> [FRAGMENT TEKSTU]:
Barbara Skrodzka: W sierpniu po raz pierwszy zagraliście w Polsce, na Off Festivalu w Katowicach. Publiczność przyjęła was bardzo serdecznie, zyskaliście sporo nowych fanów.
Ryan Needham: Kiedy jedziesz gdzieś po raz pierwszy, nigdy nie wiesz, czego się spodziewać, możesz mieć tylko nadzieję, że twój występ okaże się przełomowy i spodobasz się nowej publiczności. Cieszymy się z przyjazdu do Polski. Wielu przyjaciół mówiło mi, że nie zawiedziemy się występem u was i faktycznie tak było.
Jay Russell: Słyszałem same dobre rzeczy na temat Off Festivalu. Nasz gitarzysta, Sam, a także kilku przyjaciół z innych zespołów grało tam wcześniej. Wszyscy mówili, że to naprawdę świetne miejsce.
Mieliście okazję zobaczyć więcej niż tylko pole festiwalowe?
RN: Przylecieliśmy do Katowic późnym wieczorem, prosto z Sycylii. Lato było dla nas bardzo intensywne, ale przed przylotem do Polski mieliśmy kilka dni, by złapać oddech. To dlatego byliśmy cali czerwoni na twarzach [śmiech]. Po koncercie udało się nam, wraz z naszymi dobrymi przyjaciółmi z zespołu Crows, zobaczyć Katowice i poimprezować.

> [POKAZANE REKORDY]:
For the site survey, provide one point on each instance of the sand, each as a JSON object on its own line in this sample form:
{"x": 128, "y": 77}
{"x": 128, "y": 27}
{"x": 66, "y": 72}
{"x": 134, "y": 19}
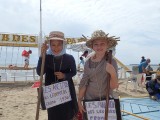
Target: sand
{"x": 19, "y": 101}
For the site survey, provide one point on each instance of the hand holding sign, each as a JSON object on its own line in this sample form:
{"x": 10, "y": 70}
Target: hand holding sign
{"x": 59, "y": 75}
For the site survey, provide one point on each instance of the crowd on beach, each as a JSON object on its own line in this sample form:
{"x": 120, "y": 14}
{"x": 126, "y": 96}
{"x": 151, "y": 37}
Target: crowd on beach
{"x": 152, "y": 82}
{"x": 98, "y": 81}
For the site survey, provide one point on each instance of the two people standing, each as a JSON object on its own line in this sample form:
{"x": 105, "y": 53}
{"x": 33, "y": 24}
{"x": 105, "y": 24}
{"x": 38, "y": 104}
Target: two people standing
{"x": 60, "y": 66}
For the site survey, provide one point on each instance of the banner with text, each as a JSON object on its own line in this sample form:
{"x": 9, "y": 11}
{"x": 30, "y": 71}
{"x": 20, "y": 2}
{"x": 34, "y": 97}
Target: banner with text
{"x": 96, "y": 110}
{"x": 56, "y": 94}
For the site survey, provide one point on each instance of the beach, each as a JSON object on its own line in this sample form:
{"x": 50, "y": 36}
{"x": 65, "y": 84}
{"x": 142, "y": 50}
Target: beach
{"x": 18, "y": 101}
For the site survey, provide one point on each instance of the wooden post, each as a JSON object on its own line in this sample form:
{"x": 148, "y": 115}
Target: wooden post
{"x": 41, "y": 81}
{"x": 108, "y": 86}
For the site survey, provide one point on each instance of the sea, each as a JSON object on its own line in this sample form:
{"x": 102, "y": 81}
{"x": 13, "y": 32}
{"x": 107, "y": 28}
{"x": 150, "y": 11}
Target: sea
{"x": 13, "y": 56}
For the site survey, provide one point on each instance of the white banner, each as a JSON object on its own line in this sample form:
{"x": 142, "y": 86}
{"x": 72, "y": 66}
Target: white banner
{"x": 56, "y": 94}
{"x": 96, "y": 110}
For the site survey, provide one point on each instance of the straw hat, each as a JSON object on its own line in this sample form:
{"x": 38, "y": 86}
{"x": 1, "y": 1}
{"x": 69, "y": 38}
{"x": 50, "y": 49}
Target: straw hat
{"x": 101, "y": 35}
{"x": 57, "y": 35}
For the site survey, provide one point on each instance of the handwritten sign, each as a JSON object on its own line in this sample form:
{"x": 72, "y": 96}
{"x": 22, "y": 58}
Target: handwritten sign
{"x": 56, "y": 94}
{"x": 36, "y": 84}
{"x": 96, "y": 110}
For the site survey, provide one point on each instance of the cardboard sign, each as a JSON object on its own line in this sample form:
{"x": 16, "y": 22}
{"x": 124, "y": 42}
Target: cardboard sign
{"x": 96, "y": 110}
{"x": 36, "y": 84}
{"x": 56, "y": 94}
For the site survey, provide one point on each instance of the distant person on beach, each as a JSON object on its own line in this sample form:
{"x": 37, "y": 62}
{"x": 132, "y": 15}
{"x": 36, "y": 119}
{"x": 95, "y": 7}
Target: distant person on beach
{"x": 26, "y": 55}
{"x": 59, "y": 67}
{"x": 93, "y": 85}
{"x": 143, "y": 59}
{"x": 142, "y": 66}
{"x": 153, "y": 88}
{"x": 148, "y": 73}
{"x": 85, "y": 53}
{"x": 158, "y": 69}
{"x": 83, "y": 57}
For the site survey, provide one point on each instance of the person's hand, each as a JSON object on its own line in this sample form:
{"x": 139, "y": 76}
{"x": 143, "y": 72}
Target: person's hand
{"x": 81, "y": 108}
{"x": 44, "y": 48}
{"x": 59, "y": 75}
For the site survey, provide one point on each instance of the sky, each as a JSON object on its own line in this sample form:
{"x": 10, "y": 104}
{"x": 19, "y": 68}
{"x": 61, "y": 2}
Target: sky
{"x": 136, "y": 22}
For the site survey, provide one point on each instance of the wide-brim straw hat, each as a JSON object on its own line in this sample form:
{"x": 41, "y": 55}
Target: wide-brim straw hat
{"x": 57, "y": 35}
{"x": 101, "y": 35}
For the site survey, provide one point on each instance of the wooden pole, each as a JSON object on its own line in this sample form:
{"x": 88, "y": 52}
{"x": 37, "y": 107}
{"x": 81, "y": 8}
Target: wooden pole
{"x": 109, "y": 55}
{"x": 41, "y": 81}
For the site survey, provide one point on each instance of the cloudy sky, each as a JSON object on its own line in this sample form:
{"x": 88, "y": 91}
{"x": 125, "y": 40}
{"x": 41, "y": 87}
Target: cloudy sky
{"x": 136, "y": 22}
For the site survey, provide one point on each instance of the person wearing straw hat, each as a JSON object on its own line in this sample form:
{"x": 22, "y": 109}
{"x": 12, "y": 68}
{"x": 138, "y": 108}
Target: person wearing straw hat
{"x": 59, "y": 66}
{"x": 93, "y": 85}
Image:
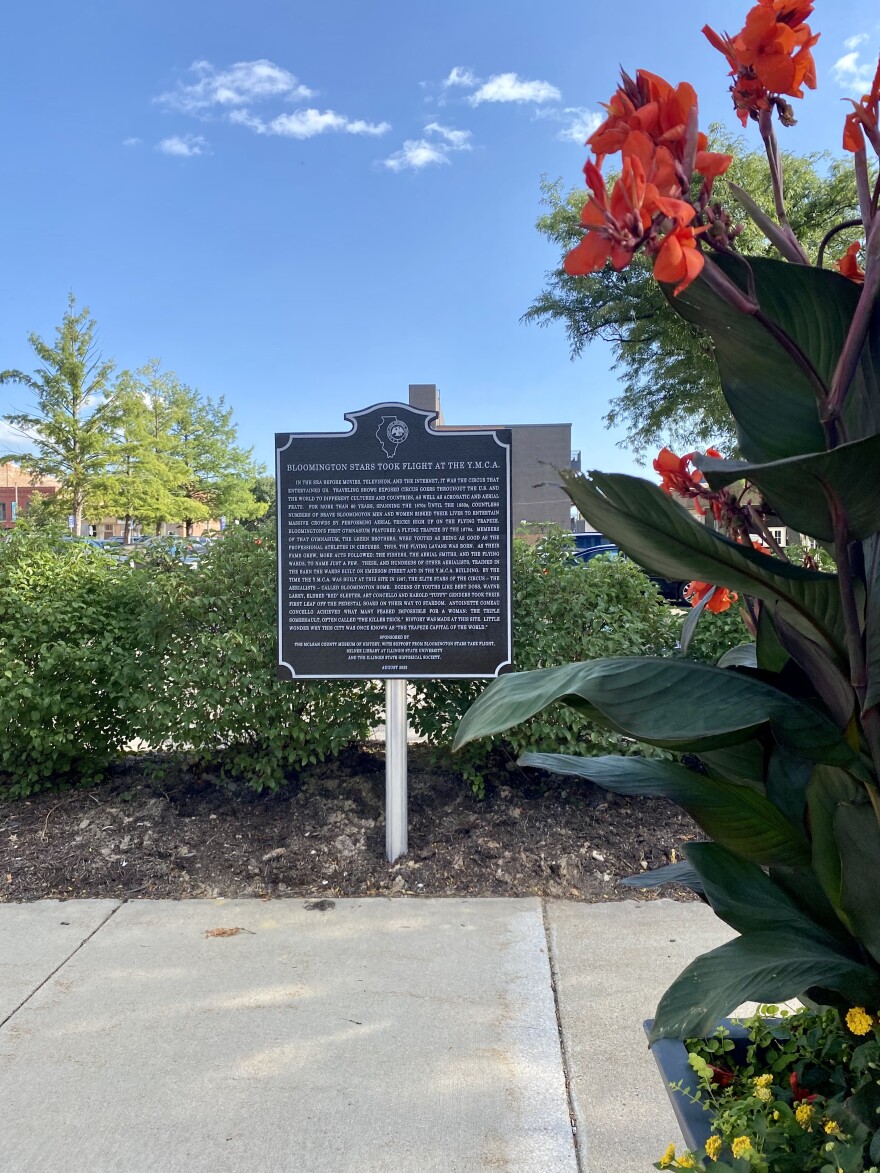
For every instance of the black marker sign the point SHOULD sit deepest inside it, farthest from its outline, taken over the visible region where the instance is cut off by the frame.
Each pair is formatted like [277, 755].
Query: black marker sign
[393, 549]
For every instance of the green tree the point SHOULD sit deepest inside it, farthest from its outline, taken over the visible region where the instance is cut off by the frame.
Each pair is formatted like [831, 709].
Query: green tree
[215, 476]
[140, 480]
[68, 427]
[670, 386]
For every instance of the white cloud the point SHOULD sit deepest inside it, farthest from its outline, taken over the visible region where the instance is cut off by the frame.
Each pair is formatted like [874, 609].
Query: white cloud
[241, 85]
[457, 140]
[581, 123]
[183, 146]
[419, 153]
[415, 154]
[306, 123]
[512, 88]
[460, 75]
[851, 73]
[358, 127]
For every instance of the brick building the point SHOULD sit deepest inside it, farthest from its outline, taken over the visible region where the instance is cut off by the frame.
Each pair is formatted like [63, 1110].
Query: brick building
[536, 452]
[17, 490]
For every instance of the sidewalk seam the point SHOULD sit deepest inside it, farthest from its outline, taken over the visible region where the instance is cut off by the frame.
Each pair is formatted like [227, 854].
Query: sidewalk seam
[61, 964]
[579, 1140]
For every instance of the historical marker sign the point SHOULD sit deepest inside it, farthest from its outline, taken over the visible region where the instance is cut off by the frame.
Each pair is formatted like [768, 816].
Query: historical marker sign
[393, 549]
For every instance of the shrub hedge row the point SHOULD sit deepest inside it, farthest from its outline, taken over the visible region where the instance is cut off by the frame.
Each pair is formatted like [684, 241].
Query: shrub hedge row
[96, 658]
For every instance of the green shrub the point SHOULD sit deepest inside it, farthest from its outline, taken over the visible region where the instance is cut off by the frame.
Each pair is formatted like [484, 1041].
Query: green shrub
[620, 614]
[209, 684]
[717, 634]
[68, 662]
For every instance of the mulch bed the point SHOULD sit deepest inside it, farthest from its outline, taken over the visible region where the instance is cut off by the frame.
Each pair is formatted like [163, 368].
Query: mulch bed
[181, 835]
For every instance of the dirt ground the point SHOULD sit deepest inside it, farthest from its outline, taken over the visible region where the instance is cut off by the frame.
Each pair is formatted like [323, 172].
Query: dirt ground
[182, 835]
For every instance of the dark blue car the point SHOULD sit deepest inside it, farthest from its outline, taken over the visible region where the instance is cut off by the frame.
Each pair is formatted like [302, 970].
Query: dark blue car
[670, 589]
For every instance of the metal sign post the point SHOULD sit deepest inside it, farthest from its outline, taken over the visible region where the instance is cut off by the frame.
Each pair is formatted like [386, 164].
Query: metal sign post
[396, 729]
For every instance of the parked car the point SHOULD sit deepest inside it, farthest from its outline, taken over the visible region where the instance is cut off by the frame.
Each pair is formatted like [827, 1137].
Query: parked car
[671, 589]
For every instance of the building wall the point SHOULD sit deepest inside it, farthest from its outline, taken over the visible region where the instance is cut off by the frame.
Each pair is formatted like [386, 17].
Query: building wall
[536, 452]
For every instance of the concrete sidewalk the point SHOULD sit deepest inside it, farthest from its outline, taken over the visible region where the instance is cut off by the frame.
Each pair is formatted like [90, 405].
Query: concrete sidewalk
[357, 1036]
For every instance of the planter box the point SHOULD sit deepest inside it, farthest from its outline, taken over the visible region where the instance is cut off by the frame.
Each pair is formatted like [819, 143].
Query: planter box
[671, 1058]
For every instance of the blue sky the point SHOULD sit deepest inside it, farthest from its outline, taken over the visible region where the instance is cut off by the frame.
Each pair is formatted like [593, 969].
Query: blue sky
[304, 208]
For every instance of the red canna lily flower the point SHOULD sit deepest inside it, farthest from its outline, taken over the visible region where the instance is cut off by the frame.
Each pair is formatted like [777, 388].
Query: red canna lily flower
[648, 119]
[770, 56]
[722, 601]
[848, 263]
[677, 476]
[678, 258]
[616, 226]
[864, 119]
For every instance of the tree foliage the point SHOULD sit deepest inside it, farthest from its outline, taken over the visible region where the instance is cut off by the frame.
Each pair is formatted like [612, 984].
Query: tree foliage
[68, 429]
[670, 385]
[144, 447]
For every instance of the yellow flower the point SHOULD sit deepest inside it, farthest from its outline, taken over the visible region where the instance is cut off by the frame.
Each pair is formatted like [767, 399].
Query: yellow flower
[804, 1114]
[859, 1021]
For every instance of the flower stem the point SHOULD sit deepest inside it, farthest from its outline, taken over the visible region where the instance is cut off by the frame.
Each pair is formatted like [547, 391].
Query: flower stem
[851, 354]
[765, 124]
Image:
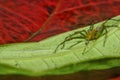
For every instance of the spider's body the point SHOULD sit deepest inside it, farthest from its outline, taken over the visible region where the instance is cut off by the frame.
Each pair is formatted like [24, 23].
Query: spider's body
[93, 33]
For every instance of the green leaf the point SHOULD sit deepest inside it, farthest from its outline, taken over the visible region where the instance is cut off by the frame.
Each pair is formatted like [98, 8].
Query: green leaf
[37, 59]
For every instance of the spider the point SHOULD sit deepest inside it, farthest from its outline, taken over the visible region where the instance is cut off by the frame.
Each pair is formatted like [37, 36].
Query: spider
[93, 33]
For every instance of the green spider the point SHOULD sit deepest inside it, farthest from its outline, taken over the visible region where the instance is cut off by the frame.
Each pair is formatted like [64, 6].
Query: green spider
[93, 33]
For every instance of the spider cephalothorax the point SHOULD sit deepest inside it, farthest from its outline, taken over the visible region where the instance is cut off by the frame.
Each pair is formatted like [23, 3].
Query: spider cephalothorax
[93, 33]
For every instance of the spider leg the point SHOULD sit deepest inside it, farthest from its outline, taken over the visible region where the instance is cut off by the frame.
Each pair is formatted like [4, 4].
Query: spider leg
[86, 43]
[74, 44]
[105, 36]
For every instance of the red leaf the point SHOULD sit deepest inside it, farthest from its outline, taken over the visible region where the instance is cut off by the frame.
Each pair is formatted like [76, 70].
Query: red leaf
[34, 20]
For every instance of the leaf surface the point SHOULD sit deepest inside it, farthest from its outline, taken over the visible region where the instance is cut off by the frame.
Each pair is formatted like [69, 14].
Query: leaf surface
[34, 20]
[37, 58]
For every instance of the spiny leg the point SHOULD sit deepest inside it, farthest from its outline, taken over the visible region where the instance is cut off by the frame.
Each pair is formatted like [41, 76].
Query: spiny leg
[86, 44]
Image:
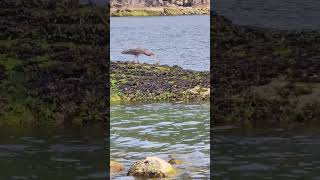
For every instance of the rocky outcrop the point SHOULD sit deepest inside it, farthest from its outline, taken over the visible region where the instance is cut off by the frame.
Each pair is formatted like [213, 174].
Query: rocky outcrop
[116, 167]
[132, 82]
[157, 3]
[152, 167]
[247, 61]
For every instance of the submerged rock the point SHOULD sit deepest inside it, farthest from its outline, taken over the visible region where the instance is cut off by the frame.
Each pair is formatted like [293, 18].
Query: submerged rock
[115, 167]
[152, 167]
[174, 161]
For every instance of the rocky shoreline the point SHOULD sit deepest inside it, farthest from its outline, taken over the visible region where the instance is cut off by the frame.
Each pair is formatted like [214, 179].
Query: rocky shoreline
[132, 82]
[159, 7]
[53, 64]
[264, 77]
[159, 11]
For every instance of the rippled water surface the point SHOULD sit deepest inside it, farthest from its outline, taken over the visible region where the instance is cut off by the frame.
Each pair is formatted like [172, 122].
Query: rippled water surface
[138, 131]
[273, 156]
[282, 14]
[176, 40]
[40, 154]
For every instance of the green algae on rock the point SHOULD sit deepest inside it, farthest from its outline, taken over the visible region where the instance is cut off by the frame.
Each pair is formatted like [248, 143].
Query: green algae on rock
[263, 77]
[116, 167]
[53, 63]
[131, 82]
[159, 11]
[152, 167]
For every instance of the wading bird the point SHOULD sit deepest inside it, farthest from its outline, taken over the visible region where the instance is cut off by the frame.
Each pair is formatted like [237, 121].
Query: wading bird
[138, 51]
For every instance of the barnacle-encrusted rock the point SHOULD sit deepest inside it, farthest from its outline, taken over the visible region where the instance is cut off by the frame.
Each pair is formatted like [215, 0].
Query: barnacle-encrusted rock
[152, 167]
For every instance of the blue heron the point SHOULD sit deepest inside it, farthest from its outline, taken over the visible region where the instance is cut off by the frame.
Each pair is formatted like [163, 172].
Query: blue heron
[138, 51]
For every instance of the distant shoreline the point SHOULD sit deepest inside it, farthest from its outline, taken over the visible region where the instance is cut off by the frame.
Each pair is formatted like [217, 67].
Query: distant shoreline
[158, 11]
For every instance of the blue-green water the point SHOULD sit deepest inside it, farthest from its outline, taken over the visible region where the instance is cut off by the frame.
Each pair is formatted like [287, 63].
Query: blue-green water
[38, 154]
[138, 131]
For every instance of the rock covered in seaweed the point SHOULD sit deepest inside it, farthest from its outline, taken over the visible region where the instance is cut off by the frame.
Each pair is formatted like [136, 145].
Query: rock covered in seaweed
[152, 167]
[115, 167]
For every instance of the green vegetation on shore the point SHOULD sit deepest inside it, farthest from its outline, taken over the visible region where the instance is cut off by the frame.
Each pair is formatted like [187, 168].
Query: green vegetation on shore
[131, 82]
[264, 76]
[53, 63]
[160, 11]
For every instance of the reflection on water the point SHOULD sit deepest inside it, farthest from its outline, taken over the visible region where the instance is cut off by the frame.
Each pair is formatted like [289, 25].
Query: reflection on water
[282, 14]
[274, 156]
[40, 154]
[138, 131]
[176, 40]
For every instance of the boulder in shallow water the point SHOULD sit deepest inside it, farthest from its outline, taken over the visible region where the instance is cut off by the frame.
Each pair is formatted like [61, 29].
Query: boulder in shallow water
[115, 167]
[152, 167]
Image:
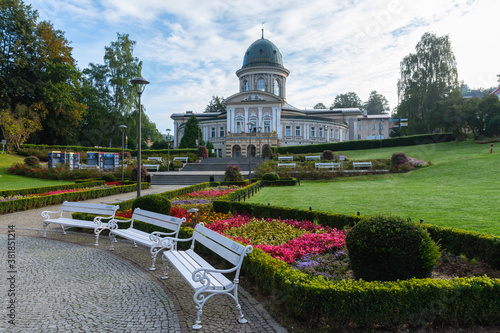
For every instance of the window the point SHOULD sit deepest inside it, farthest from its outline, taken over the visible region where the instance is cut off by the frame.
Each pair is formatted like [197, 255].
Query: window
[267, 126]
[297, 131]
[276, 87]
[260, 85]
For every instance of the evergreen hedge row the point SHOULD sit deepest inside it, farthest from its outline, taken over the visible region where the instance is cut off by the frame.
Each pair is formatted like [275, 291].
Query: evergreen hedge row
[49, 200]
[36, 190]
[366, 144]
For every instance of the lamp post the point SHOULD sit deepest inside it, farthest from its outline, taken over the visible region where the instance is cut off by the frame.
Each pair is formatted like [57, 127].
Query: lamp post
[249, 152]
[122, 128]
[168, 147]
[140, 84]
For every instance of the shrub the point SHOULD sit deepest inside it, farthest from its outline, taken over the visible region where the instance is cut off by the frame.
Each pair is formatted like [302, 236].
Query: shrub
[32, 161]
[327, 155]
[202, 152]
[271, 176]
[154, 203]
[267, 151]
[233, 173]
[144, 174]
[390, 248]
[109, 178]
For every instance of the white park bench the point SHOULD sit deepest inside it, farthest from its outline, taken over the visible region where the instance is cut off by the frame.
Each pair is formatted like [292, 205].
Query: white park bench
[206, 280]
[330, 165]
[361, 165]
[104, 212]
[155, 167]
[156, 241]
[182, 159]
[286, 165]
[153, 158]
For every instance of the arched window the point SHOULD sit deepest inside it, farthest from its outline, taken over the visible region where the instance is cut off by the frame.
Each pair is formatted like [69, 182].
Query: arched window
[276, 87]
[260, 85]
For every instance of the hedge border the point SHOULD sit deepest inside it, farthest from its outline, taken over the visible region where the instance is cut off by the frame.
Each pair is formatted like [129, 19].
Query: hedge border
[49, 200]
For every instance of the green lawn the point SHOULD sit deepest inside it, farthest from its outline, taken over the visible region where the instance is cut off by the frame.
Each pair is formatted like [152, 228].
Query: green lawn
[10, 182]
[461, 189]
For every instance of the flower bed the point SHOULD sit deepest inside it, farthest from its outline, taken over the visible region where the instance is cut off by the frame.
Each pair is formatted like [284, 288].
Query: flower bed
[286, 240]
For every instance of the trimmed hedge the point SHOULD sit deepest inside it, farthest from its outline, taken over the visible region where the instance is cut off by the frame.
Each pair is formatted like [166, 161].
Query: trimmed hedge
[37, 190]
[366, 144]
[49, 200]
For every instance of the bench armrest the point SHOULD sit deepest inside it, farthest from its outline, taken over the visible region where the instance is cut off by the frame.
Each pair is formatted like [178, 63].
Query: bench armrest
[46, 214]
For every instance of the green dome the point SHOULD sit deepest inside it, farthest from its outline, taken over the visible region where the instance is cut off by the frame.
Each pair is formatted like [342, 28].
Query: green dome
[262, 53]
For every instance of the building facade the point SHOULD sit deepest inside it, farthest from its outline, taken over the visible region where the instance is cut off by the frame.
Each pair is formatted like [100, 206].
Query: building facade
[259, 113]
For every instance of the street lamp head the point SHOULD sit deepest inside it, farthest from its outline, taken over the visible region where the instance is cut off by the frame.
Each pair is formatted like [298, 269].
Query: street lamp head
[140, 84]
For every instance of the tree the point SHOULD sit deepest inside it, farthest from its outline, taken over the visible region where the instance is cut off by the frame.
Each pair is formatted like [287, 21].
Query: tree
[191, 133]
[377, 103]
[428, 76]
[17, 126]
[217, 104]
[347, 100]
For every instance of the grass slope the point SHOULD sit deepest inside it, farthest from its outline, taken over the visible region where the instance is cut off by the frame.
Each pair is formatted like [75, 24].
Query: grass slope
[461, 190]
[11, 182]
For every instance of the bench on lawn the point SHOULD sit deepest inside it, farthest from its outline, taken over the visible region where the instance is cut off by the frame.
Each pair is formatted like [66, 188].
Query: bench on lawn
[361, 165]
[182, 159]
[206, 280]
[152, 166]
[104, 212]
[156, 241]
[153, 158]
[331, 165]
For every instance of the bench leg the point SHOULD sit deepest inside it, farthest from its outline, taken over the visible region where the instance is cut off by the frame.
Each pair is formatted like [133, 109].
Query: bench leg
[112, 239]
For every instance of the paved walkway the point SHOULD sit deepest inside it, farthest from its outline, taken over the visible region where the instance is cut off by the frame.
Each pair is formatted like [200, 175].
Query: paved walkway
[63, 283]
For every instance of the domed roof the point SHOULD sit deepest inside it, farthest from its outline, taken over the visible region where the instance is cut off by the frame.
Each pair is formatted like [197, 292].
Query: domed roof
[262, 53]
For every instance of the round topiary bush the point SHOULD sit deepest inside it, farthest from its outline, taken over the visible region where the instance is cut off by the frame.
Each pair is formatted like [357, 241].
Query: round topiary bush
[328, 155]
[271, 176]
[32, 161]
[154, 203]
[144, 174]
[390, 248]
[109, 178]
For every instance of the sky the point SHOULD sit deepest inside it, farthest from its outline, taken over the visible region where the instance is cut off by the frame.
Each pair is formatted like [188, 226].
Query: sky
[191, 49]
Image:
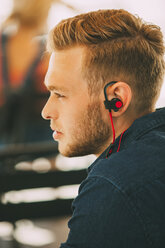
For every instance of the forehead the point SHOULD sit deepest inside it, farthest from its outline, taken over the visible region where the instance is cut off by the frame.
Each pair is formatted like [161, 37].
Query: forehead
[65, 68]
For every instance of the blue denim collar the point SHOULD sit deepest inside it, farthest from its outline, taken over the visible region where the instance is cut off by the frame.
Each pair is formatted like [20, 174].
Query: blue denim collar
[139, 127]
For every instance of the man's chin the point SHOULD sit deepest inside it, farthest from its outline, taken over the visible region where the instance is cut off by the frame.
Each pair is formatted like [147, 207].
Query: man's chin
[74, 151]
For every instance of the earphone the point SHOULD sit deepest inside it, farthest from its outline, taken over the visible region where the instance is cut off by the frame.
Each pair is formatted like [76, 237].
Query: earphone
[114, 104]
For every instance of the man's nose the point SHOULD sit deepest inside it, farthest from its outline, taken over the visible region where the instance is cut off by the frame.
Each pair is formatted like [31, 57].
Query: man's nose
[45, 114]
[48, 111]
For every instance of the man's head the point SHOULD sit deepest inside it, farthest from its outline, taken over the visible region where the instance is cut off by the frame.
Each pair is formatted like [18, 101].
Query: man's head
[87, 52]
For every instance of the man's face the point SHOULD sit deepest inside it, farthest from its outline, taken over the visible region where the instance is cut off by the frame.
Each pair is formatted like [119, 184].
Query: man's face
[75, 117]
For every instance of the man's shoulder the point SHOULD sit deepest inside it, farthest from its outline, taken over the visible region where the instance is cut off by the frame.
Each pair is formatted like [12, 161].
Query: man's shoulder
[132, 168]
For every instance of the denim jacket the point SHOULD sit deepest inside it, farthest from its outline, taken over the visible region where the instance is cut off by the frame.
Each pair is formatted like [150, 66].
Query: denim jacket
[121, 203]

> [KRÓTKIE ZADANIE]: Przepisz z wywiadu o koncercie na Off Festivalu fragment od słów „Barbara Skrodzka: W” aż do słów „tylko pole festiwalowe?” włącznie. Rekordy pochodzą z innego źródła niż wywiad.

> [WYKONANE ZADANIE]:
Barbara Skrodzka: W sierpniu po raz pierwszy zagraliście w Polsce, na Off Festivalu w Katowicach. Publiczność przyjęła was bardzo serdecznie, zyskaliście sporo nowych fanów.
Ryan Needham: Kiedy jedziesz gdzieś po raz pierwszy, nigdy nie wiesz, czego się spodziewać, możesz mieć tylko nadzieję, że twój występ okaże się przełomowy i spodobasz się nowej publiczności. Cieszymy się z przyjazdu do Polski. Wielu przyjaciół mówiło mi, że nie zawiedziemy się występem u was i faktycznie tak było.
Jay Russell: Słyszałem same dobre rzeczy na temat Off Festivalu. Nasz gitarzysta, Sam, a także kilku przyjaciół z innych zespołów grało tam wcześniej. Wszyscy mówili, że to naprawdę świetne miejsce.
Mieliście okazję zobaczyć więcej niż tylko pole festiwalowe?